Provided text:
┌──

Free money for everyone!
That’s the theme today after presidential hopeful Elizabeth Warren announced a proposal to erase student debt. It’s a platform she’s ”stood on” in the past, but now that it’s planned for a legislative introduction in the coming weeks, a student debt forgiveness program could soon become reality.
Even if she doesn’t become president.
Warren has help from Rep. James Clyburn, South Carolina Democrat and house majority whip, who will debut companion legislation in the House of Representatives. The actual documentation of the bill hasn’t been released yet, but Warren says it aims to cancel out up to $50,000 in debt for the bulk of student loan borrowers.
Any household earning less than $100,000 per year would be eligible for the maximum $50,000 benefit, while households taking in anything between $100,000 and $250,000 could enjoy some loan forgiveness as well – just not the bill’s proposed limit.
Borrowers with a household income of over $250,000 would be ineligible for student debt erasure. Those people are “rich” after all, even if they’ve accumulated hundreds of thousands of dollars of debt in pursuit of highly specialized (and woefully needed) medical training from top-flite schools.
To hell with them, says Warren with her new proposal. It’s the grocery baggers with psychology degrees that need saving.
By her estimation, the plan would cost a staggering $640 billion – all to be paid by, you guessed it…
…The ultra-wealthy, A.K.A., the folks who grease the wheels of the economy.
Sadly, debt cancellation has been one of those topics that just won’t go away. Supporters of a government-sponsored forgiveness program continue to get more vocal, and now that they’ve got Warren spearheading the movement, it’s finally getting some “legs”.
Economists have theorized that across-the-board student debt elimination could have a positive impact on the economy, even if the mega-rich get gouged in the process.
It’s a way for the 1% (or in this case, 0.01%) to give back to the people they’ve crushed under their wheels on the road to massive wealth – even though many borrowers aren’t even pursuing careers in their field of study. Nor do they contribute to the economy in a significant way.
That’s not to say that loan forgiveness wouldn’t have its benefits, though, as folks who have their debt erased would certainly be better off on a personal level.
It’s part of the reason that this new movement has gained so much support. More Americans are laden with student debt than ever before.
And from a purely selfish standpoint, it makes sense – wouldn’t you want to have your loans forgiven in an instant?
But hey, why stop at erasing just student debt? Let’s cancel out mortgages and credit card debt too.
Heck, throw in car loans! This is America, isn’t it? People need cars for goodness sakes!
And billionaires should pay for them.
After all, this kind of thinking worked out so well in Venezuela.
By proposing this bill, Warren is simply treating a symptom, NOT the cause. The real culprits here aren’t the affluent, but the people who borrowed money for low-income-earning degrees (and the universities that allowed them to study in those fields) as well as the institutions that dole out loans for liberal arts students.
Warren’s tapping into a rising culture in America, one that seeks to make boogeymen out of the wealthiest among us. So far, it seems like she’s gained at least a little traction from far-Left, but in the end, her new bill appears unlikely to survive a bipartisan vote.
At the very least, she’s gotten the ball rolling on student debt forgiveness. It’s going to be a hot topic in 2020, and something politicians kick around for decades to come.
The question is, though, will the American economy be able to survive the proposed “solutions”? Maybe, but it’ll be severely restrained if any of the current proposals become law.
And sure, people who have their debts erased will escape future interest payments, but the long-term effects of a “get rich, pay everyone’s student debt off” American dream (or nightmare) would be absolutely devastating – hurting all Americans, including those without student loans.

└──

Action item:
Write out everything from "But hey, why" down to "well in Venezuela." in the piece on student debt forgiveness above, copying it word for word.

Data supplied:
┌──

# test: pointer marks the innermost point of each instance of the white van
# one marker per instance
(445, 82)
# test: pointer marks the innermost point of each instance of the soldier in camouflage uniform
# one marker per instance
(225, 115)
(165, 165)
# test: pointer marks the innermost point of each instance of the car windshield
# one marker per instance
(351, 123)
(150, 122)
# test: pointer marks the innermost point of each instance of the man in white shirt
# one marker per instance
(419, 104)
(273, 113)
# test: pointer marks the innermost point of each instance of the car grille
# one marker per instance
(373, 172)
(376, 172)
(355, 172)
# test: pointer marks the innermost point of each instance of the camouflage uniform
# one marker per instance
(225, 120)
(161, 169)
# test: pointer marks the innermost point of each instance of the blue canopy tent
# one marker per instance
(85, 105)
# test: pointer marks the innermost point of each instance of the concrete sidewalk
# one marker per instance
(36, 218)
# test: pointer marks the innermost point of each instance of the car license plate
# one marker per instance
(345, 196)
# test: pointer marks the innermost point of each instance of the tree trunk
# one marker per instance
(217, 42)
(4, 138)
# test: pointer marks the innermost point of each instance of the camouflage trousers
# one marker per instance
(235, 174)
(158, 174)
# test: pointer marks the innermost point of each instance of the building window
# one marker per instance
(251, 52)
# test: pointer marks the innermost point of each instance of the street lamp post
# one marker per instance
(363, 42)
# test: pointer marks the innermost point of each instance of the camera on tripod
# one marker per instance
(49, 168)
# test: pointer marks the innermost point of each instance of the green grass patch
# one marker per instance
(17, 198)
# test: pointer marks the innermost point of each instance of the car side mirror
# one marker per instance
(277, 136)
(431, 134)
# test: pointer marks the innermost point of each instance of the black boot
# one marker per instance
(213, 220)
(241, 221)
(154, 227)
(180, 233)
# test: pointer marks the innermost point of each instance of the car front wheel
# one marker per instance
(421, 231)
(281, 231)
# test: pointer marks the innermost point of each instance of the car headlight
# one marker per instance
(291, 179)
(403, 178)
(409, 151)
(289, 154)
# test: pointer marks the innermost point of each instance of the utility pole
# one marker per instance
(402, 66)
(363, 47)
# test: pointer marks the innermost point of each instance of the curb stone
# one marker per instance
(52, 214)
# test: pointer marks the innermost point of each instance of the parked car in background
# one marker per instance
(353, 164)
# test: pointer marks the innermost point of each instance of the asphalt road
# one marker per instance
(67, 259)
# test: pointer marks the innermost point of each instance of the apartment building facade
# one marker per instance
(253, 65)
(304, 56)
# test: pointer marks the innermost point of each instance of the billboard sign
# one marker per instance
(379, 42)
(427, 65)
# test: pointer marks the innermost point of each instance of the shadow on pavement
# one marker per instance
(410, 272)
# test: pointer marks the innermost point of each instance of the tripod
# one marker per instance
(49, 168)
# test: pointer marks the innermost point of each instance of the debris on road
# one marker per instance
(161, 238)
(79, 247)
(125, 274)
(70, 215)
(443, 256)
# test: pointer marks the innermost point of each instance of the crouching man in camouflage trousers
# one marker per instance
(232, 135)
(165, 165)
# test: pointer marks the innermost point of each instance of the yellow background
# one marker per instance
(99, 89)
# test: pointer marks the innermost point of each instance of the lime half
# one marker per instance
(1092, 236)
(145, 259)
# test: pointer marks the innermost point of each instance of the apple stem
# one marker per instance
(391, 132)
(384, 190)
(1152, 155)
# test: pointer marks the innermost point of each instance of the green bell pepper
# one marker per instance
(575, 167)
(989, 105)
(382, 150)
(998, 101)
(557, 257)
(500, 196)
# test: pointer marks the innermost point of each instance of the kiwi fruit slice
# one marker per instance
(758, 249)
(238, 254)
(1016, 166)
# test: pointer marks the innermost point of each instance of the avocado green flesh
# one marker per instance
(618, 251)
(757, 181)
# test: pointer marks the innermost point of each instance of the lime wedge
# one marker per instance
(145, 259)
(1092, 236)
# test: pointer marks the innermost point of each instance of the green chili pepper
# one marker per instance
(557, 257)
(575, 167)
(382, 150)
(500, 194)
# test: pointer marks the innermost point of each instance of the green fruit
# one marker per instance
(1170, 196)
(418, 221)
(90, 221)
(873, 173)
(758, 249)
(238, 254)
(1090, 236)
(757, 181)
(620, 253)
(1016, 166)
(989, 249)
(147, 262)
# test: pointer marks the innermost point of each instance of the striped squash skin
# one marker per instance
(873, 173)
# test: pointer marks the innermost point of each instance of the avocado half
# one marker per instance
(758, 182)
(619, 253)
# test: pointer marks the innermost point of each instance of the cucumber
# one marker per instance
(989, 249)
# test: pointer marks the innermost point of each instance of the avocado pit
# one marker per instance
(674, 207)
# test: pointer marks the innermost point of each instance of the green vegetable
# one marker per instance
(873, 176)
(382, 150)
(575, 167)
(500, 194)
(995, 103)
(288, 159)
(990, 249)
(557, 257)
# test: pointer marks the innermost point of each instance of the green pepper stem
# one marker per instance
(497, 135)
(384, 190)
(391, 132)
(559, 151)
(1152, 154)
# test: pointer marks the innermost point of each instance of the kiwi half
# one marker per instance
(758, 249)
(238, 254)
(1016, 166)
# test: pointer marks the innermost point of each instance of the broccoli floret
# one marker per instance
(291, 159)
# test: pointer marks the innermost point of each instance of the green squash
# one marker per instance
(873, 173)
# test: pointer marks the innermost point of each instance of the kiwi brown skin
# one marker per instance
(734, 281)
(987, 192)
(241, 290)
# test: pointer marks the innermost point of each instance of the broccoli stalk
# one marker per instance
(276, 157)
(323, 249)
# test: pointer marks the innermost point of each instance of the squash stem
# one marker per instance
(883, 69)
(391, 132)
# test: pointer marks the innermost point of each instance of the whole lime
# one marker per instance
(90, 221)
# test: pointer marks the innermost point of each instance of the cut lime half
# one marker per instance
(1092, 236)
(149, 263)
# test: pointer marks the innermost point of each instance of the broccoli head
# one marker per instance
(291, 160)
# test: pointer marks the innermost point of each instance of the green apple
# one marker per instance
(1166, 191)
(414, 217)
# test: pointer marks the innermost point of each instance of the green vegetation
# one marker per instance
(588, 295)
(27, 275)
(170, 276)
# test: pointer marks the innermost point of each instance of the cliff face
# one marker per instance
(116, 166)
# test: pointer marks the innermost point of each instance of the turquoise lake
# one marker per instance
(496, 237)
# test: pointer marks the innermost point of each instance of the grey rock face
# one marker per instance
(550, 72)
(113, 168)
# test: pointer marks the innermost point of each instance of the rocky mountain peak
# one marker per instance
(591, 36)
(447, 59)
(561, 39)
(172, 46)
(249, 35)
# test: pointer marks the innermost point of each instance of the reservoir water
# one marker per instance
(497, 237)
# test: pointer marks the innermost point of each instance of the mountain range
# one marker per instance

└──

Answer box:
But hey, why stop at erasing just student debt? Let’s cancel out mortgages and credit card debt too.
Heck, throw in car loans! This is America, isn’t it? People need cars for goodness sakes!
And billionaires should pay for them.
After all, this kind of thinking worked out so well in Venezuela.